SOURCE EXTRACT
::::::::::
Automatic Meaning Discovery Using Google

Rudi Cilibrasi — 2004-12-22T12:39:20-00:00

(21 December 2004)

We propose a new method to extract semantic knowledge from the world-wide-web for both supervised and unsupervised learning using the Google search engine in an unconventional manner. The approach is novel in its unrestricted problem domain, simplicity of implementation, and manifestly ontological underpinnings. We give evidence of elementary learning of the semantics of concepts, in contrast to most prior approaches. The method works as follows: The world-wide-web is the largest database on earth, and it induces a probability mass function, the Google distribution, via page counts for combinations of search queries. This distribution allows us to tap the latent semantic knowledge on the web. Shannon's coding theorem is used to establish a code-length associated with each search query. Viewing this mapping as a data compressor, we connect to earlier work on Normalized Compression Distance. We give applications in (i) unsupervised hierarchical clustering, demonstrating the ability to distinguish between colors and numbers, and to distinguish between 17th century Dutch painters; (ii) supervised concept-learning by example, using Support Vector Machines, demonstrating the ability to understand electrical terms, religious terms, emergency incidents, and by conducting a massive experiment in understanding WordNet categories; and (iii) matching of meaning, in an example of automatic English-Spanish translation.
::::::::::
Stored data
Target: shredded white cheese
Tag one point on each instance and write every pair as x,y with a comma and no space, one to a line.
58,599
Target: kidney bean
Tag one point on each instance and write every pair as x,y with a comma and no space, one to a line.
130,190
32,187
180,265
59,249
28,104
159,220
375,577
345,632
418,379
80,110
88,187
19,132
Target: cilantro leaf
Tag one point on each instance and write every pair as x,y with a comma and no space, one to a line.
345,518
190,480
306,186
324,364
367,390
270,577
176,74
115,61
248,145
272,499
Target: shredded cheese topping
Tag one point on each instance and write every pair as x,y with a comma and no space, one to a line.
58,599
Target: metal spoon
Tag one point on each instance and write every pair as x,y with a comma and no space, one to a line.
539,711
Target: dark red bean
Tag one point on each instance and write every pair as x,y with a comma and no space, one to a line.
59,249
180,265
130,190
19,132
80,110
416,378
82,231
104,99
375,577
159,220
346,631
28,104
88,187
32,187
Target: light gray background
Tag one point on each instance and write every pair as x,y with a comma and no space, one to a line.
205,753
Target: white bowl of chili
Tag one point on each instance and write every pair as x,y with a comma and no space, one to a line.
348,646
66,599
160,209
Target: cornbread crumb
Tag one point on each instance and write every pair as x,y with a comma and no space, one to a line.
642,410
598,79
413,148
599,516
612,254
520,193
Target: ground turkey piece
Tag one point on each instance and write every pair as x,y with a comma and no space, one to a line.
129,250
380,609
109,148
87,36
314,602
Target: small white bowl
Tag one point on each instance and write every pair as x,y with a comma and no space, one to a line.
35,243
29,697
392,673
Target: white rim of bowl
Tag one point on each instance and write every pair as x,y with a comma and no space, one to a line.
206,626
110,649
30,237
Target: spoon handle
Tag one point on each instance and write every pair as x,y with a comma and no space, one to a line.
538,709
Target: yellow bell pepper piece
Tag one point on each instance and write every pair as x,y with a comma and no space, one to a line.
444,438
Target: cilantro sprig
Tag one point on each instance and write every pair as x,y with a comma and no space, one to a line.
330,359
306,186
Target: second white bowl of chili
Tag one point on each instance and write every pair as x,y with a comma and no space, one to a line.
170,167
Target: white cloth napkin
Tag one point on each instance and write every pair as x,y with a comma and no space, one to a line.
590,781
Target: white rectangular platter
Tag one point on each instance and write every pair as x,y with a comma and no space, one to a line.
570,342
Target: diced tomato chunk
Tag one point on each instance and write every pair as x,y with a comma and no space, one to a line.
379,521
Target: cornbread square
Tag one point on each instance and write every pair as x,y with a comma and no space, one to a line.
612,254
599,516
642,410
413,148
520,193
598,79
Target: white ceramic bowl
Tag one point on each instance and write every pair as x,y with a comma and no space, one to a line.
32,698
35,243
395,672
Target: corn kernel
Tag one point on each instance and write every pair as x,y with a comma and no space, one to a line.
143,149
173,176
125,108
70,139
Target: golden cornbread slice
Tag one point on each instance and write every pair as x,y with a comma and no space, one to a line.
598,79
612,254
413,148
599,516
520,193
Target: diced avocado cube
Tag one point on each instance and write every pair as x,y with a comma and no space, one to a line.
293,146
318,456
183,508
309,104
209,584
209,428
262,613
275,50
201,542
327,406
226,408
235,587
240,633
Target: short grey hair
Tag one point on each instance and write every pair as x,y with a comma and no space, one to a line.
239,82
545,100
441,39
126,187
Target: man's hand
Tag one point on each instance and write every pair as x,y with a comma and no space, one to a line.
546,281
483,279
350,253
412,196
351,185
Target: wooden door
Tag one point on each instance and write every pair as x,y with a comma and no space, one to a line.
::::::::::
REQUEST
Please state what the abstract on automatic meaning discovery calls the probability mass function that page counts on the web induce.

COMPLETED EXERCISE
The Google distribution.